**TASK DIRECTIONS:**
Locate the lines of the listing below that hold "image", then copy each of them.

BEGIN

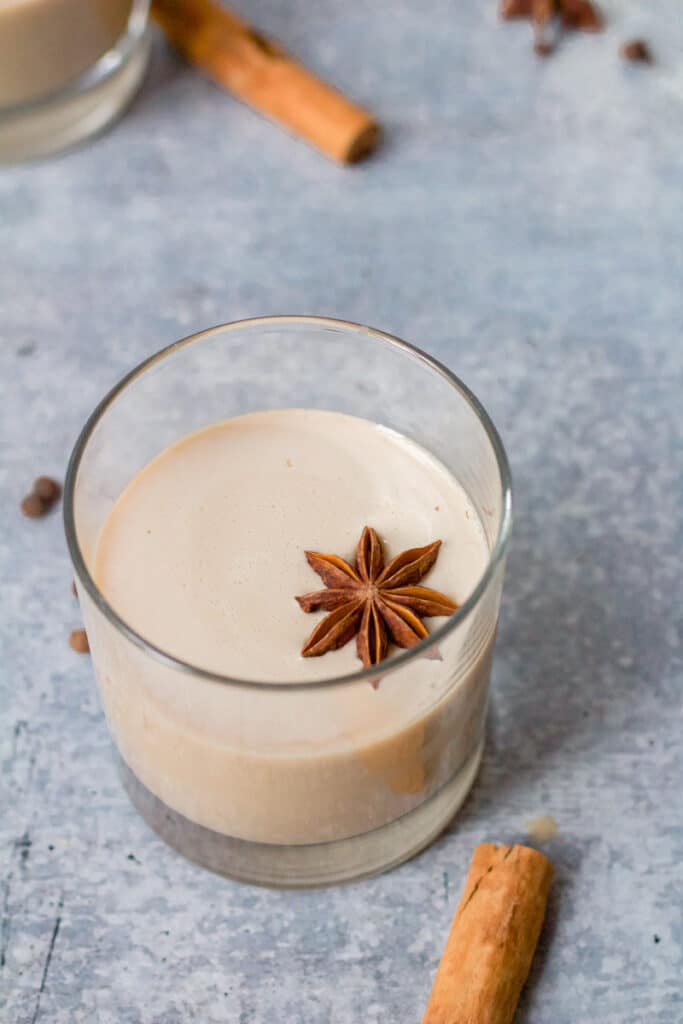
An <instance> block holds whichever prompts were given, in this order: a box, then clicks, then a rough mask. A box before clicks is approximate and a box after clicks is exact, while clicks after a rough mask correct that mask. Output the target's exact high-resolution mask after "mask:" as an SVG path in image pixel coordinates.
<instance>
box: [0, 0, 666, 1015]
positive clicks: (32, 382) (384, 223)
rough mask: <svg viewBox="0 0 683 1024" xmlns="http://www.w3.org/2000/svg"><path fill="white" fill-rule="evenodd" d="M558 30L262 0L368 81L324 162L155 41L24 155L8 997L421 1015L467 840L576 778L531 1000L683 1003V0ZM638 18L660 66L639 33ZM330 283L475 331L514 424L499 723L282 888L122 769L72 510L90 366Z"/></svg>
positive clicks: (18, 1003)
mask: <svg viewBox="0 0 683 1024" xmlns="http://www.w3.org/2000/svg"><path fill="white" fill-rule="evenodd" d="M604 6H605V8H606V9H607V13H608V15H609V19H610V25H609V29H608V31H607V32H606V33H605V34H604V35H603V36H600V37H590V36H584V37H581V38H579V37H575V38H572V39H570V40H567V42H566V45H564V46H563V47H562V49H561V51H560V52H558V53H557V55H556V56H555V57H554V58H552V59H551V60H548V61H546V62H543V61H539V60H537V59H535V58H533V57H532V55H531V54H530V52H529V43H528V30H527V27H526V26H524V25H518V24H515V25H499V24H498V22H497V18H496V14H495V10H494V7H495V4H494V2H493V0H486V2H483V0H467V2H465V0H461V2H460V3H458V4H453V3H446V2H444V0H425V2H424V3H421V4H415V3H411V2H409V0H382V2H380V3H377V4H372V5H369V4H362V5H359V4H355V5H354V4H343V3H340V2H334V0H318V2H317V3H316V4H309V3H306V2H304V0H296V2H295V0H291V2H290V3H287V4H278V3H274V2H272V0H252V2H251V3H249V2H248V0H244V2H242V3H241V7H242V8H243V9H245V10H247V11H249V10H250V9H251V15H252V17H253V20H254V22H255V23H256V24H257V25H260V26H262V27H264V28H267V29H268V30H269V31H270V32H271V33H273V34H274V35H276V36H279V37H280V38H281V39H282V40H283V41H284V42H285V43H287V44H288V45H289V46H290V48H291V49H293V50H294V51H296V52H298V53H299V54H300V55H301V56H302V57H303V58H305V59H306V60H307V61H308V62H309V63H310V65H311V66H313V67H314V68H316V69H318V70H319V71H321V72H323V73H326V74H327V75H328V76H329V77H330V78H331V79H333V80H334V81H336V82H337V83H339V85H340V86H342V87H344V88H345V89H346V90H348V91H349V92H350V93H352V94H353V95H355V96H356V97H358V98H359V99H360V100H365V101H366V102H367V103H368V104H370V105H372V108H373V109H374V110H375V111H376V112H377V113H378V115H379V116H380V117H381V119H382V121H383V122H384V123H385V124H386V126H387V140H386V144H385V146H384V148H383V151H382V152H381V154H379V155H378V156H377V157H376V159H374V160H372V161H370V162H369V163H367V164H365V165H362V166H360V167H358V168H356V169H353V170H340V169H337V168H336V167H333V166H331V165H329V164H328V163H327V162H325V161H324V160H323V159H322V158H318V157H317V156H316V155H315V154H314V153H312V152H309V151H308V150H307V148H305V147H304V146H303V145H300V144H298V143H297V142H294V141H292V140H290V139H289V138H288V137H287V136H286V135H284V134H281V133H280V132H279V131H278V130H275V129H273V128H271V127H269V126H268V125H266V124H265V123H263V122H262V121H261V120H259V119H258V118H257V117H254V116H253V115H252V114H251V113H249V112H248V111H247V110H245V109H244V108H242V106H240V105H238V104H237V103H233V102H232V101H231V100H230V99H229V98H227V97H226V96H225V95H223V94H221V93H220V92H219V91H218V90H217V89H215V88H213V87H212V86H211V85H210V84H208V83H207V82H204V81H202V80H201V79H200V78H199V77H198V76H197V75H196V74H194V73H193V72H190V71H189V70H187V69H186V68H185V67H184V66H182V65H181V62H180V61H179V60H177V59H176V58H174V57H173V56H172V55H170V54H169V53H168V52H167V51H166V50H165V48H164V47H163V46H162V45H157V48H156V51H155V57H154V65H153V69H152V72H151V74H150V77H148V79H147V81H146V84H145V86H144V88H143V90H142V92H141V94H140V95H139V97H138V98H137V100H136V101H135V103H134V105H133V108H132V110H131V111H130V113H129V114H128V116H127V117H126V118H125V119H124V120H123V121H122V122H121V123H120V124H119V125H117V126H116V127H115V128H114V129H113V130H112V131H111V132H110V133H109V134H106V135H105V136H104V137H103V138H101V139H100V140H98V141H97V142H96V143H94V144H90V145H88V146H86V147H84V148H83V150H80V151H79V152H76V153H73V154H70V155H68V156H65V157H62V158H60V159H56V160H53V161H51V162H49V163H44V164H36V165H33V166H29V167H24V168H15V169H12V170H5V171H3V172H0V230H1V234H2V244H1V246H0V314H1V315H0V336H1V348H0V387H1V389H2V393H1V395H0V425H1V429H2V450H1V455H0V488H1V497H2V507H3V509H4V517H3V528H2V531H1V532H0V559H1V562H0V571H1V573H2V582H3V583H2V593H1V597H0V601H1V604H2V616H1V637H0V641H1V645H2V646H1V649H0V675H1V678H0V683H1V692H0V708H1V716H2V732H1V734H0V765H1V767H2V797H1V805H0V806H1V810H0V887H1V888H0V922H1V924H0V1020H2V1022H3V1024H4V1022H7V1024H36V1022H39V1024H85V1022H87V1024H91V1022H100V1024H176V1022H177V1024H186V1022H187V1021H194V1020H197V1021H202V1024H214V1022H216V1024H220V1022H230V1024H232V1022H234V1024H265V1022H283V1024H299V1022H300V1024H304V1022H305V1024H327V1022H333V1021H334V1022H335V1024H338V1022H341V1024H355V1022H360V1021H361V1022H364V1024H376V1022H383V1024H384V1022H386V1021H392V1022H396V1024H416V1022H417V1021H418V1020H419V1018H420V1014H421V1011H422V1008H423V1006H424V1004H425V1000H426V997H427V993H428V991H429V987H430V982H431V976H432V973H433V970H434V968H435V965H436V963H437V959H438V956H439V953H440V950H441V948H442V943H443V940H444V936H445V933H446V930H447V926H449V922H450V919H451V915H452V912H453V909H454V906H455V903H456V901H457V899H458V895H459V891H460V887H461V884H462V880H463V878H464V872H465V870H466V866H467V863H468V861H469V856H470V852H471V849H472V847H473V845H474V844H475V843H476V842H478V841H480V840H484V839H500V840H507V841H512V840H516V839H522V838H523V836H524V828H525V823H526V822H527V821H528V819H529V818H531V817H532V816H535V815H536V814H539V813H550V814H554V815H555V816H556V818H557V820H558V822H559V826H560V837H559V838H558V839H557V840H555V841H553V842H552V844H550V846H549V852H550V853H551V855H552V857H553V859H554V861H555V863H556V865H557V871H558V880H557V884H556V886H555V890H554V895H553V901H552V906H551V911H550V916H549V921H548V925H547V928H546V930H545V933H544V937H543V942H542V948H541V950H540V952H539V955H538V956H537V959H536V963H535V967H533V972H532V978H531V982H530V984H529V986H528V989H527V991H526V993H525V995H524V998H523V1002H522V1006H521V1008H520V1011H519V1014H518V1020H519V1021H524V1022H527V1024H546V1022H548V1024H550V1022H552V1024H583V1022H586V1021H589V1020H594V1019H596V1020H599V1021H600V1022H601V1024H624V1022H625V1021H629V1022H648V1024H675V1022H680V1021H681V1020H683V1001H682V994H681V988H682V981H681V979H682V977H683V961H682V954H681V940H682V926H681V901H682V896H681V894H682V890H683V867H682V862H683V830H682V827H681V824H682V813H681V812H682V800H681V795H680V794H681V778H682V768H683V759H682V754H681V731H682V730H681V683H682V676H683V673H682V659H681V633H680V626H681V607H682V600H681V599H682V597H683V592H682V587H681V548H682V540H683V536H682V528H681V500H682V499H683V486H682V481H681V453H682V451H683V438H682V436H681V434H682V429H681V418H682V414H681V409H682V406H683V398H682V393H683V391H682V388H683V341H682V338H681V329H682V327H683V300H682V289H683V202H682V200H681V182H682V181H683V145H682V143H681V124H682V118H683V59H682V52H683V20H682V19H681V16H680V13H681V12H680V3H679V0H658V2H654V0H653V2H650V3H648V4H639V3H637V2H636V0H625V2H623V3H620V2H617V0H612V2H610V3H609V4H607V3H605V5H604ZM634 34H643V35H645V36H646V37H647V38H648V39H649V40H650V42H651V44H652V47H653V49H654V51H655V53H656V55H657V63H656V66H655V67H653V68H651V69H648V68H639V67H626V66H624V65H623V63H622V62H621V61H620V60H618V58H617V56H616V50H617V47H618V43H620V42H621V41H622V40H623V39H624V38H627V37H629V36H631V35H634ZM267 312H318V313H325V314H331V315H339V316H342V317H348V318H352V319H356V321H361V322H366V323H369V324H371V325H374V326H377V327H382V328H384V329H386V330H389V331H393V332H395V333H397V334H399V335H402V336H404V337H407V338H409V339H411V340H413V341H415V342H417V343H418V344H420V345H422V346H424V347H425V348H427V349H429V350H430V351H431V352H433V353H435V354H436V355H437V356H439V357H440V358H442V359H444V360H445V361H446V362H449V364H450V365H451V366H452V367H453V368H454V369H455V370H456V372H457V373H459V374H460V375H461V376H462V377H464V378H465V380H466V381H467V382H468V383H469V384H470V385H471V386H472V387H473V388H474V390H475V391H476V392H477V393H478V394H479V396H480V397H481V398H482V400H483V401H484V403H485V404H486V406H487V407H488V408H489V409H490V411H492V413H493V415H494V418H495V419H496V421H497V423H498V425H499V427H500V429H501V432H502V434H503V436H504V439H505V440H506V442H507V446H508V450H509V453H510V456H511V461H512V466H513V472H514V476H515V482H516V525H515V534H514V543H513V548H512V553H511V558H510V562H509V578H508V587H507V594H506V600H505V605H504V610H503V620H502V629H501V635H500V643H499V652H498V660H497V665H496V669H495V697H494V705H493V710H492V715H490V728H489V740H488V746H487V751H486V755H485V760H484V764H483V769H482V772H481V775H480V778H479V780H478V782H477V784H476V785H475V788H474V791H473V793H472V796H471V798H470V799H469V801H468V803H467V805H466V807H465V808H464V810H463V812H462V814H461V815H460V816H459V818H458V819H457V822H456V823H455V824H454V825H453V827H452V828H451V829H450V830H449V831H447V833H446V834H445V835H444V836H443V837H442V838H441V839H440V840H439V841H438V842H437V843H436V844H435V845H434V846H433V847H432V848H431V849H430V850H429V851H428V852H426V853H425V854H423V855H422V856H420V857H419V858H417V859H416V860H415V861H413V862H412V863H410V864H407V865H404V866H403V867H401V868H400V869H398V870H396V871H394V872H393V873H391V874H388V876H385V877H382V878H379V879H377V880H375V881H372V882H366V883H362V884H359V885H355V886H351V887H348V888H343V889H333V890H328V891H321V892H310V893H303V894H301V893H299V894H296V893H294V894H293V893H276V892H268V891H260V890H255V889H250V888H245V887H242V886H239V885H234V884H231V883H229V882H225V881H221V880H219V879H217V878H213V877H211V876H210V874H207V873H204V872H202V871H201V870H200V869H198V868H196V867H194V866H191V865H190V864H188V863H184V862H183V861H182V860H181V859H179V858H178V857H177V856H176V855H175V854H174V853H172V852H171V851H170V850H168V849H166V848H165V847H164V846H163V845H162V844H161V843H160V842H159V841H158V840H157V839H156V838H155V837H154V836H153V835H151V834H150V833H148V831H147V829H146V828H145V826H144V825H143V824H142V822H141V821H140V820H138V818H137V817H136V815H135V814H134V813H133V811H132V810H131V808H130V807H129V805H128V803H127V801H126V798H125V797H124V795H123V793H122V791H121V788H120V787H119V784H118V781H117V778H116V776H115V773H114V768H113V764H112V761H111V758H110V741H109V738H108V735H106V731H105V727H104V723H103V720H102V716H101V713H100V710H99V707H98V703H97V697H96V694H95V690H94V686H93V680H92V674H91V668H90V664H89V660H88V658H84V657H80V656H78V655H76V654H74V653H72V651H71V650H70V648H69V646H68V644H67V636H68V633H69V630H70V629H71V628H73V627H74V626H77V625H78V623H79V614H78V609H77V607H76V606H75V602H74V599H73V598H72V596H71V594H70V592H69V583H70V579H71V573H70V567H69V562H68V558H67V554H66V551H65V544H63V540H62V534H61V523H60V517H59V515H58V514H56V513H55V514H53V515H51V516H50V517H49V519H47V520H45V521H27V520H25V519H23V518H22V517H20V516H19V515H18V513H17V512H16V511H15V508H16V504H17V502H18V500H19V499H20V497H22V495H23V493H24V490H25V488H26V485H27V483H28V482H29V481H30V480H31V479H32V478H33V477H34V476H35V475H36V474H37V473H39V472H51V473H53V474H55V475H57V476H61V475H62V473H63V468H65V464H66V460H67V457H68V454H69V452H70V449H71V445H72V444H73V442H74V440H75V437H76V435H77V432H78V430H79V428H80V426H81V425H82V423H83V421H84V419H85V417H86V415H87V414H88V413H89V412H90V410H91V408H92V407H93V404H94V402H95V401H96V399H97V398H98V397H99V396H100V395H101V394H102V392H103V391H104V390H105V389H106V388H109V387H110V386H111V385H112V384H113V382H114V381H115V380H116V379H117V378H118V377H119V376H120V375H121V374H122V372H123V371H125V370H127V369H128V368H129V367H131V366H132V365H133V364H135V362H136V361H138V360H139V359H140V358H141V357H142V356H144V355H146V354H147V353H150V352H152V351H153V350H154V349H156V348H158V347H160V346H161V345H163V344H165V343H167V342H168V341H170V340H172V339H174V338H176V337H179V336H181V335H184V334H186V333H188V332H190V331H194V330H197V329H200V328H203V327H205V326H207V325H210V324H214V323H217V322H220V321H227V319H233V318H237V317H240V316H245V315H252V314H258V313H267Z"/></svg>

END
BEGIN

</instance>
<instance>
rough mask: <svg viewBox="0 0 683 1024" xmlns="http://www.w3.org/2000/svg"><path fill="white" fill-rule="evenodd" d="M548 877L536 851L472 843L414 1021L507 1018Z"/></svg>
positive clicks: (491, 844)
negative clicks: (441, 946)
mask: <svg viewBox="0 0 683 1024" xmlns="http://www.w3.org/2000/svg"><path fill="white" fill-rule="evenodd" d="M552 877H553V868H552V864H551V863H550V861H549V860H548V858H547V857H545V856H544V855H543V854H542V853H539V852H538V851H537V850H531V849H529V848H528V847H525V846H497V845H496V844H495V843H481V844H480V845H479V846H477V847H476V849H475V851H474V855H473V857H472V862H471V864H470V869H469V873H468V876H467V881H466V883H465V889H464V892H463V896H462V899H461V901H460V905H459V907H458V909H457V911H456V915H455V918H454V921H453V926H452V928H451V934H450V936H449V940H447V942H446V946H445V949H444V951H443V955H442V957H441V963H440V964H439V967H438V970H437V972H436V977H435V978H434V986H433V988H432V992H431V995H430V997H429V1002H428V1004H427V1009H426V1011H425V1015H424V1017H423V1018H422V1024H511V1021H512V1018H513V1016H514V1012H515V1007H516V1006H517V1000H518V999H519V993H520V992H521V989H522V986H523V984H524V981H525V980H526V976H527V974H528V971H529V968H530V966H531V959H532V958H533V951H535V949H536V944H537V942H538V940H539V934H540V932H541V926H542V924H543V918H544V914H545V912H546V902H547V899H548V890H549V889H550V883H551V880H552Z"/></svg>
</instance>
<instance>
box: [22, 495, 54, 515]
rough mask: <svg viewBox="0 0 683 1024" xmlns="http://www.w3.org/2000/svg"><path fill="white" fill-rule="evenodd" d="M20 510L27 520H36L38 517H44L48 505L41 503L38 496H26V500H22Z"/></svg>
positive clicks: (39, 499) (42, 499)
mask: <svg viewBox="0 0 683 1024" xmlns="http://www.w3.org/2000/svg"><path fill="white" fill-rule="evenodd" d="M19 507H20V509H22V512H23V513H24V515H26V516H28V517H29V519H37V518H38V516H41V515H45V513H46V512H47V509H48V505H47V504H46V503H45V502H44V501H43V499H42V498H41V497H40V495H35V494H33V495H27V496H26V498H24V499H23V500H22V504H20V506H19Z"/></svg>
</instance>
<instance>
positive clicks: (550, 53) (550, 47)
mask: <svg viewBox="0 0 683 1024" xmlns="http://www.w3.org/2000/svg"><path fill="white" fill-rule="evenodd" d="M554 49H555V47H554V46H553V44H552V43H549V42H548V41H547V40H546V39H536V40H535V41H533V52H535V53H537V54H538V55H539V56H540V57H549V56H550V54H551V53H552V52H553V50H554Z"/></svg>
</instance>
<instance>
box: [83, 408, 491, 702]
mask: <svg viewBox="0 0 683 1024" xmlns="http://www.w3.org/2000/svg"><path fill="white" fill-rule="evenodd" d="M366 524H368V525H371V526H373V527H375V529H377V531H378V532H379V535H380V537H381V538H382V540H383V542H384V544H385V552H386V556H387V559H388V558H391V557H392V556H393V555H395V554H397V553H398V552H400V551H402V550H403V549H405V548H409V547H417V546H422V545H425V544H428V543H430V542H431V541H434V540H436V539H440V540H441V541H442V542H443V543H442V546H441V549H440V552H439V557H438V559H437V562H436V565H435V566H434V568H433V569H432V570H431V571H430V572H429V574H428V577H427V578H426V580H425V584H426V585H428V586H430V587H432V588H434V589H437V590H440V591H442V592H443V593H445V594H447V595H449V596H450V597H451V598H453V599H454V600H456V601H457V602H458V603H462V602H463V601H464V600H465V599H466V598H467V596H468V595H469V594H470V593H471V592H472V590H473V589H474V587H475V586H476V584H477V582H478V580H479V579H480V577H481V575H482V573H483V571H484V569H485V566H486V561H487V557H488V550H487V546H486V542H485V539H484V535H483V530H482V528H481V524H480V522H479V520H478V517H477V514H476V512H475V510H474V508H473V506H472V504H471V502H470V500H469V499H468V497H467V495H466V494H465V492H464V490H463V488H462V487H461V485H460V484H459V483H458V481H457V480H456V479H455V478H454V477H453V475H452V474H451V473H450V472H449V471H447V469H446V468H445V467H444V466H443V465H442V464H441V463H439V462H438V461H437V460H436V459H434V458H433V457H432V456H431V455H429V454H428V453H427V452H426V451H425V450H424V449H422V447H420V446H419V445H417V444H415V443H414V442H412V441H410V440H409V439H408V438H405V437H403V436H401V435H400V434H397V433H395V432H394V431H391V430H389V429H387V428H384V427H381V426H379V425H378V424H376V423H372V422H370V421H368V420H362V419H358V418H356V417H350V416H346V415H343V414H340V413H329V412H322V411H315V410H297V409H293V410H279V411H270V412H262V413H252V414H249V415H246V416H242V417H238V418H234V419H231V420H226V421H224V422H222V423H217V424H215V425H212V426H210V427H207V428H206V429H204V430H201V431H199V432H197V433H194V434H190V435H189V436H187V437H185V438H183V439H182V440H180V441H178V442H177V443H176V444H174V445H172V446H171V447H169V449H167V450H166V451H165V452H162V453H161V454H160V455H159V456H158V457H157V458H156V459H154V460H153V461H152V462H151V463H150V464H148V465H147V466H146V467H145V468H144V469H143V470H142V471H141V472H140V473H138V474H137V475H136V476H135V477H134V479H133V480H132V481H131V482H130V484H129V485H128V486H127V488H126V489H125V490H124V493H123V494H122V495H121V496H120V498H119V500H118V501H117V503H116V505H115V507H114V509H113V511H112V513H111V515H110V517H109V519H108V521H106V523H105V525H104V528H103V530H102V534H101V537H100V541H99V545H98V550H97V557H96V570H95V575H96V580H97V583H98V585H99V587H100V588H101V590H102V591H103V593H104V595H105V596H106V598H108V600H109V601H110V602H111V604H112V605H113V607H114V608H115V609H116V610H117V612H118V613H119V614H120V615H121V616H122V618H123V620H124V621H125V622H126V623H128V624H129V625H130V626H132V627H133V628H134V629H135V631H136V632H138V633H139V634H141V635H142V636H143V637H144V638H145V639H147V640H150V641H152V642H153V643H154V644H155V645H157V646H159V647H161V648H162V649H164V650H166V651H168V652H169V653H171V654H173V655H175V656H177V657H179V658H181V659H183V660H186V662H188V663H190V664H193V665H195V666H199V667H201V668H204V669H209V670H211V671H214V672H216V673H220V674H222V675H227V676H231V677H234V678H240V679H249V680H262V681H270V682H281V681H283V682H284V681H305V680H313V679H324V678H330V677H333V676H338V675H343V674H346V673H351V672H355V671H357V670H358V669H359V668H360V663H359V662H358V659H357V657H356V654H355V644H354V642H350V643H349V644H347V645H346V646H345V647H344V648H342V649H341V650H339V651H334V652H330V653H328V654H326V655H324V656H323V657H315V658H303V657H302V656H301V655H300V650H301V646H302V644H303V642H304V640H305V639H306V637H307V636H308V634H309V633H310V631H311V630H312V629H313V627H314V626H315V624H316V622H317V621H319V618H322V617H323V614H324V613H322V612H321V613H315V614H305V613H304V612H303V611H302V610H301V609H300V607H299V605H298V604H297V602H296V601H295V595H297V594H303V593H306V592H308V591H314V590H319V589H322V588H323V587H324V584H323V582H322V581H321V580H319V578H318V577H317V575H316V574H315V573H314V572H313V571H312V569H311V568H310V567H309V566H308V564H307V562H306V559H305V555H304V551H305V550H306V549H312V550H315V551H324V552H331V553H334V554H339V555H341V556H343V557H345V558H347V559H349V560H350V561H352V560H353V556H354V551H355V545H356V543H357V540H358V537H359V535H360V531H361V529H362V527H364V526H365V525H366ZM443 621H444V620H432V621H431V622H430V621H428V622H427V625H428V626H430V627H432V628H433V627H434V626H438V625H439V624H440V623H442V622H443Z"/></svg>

END
BEGIN

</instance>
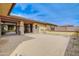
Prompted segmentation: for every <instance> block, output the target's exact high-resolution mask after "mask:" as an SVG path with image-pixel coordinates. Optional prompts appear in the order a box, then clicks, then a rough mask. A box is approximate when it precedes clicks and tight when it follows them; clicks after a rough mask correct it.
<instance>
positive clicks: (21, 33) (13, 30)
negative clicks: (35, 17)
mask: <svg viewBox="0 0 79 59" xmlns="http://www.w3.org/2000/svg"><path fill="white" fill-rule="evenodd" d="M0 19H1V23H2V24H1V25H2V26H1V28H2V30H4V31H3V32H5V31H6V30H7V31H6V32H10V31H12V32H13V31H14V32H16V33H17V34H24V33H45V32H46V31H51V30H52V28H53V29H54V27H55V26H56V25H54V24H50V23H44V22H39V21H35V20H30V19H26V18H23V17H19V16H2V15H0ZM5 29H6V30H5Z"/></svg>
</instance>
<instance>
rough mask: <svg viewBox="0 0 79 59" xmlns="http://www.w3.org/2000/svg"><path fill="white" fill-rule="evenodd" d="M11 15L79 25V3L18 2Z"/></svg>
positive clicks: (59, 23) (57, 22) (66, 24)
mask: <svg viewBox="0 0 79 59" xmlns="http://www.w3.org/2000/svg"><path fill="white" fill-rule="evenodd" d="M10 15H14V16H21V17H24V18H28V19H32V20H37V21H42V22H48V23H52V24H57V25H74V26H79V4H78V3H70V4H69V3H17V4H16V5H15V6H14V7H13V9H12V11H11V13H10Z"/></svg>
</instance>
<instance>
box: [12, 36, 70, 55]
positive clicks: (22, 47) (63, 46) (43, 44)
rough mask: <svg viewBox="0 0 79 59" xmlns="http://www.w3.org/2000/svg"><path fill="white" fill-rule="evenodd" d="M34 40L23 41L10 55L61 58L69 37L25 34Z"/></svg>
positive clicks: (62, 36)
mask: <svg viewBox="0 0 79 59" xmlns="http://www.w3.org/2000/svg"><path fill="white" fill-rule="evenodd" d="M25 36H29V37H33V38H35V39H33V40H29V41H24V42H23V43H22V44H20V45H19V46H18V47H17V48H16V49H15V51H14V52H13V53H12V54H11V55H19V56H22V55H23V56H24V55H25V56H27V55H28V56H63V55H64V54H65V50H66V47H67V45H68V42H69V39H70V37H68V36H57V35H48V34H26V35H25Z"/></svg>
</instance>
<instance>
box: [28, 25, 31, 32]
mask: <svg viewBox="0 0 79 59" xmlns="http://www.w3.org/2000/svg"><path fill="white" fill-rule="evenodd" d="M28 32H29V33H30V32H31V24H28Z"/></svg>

END

**REPLY:**
An <instance> block holds whichever prompts were given, in this order: a box, then clicks, then a rough mask. A box before clicks is approximate and a box after clicks is exact, while clicks after a rough mask correct that mask. Output the target's exact high-resolution mask after "mask:" as an SVG path in image pixel coordinates.
Prompted segmentation: for every <instance> block, output the target's exact high-resolution mask after "mask:" as an SVG path with image-pixel coordinates. Optional prompts appear in the order a box, then clicks, then a rough mask. A box is approximate when it precedes clicks and tight when it follows them; clicks after a rough mask correct it.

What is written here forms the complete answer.